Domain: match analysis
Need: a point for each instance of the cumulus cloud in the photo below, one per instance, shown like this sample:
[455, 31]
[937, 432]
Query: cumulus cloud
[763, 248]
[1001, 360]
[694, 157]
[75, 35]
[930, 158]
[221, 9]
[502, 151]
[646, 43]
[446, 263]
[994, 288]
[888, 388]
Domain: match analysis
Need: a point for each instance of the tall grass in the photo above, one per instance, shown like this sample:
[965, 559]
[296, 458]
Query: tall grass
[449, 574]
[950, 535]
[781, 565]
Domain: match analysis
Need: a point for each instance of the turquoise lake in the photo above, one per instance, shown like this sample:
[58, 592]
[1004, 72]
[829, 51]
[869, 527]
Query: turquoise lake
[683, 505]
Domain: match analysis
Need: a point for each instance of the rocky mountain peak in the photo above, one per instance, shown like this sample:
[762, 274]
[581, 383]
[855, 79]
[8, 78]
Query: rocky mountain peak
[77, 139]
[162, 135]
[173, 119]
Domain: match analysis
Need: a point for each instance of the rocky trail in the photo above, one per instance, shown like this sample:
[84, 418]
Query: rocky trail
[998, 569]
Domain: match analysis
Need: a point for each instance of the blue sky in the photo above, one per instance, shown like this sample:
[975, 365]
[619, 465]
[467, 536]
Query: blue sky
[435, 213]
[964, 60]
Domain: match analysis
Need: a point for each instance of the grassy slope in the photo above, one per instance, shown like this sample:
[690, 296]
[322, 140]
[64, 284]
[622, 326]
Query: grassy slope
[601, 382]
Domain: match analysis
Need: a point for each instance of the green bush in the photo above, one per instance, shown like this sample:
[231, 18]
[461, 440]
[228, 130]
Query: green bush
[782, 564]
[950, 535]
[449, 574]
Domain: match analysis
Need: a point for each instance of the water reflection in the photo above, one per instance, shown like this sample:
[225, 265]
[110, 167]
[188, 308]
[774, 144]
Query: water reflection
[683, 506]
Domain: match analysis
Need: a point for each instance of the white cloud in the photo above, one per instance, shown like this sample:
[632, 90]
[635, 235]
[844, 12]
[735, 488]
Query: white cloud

• AIM
Please count how many lines in the records above contain the string "white", treating uppercase and lowercase as different, and reply with only that number.

• FINAL RESULT
2